Prompt: The response must contain every line from the records below that has "provide".

=== Section Start ===

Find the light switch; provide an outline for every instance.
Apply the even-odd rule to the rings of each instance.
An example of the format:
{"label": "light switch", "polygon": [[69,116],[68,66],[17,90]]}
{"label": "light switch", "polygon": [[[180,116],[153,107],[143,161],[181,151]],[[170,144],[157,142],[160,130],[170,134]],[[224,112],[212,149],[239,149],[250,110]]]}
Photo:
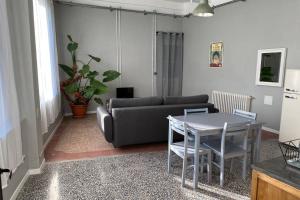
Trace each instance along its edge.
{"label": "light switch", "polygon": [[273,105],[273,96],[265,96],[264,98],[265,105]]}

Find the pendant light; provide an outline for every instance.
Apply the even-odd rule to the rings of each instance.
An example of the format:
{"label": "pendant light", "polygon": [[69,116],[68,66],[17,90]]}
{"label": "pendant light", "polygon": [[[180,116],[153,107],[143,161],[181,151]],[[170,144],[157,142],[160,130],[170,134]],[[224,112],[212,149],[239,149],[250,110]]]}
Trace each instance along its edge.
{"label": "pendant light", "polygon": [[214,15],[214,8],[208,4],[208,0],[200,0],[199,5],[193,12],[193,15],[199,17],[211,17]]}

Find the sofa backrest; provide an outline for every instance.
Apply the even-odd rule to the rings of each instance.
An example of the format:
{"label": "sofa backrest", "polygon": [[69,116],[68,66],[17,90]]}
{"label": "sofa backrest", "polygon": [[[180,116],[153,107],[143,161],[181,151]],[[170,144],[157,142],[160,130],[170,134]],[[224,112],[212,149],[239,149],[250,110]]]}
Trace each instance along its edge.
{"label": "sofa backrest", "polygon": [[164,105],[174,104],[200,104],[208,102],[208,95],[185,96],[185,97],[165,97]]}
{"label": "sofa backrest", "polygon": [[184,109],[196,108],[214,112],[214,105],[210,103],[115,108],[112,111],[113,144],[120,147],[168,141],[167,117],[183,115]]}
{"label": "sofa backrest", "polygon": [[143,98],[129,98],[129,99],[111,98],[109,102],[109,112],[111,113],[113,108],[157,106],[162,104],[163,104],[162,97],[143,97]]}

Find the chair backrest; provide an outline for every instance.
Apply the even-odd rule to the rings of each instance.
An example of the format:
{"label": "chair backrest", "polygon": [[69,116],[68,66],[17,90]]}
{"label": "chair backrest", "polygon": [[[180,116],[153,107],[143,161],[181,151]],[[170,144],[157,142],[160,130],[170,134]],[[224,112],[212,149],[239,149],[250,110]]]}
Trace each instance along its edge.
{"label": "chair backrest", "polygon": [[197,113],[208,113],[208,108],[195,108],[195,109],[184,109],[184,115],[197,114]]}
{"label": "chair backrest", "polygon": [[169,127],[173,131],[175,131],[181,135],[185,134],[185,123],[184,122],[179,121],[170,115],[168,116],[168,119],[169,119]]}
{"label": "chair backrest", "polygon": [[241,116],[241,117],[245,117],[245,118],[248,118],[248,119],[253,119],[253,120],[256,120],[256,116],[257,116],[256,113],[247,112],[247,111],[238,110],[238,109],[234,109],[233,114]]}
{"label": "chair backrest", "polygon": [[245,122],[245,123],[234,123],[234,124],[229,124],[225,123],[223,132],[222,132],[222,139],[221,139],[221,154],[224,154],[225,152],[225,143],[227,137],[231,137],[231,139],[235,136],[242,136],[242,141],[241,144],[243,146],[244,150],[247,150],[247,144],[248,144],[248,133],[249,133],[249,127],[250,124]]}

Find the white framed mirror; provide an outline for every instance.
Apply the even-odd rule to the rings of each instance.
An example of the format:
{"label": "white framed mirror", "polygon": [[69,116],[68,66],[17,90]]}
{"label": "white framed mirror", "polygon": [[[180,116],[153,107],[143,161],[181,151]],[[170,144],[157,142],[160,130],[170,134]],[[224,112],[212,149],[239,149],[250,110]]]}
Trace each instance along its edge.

=== Section End ===

Answer box:
Find the light switch; provide an outline for every instance.
Find the pendant light; provide an outline for every instance.
Find the sofa backrest; provide an outline for every instance.
Find the chair backrest; provide an outline for every instance.
Find the white framed mirror; provide an outline for every instance.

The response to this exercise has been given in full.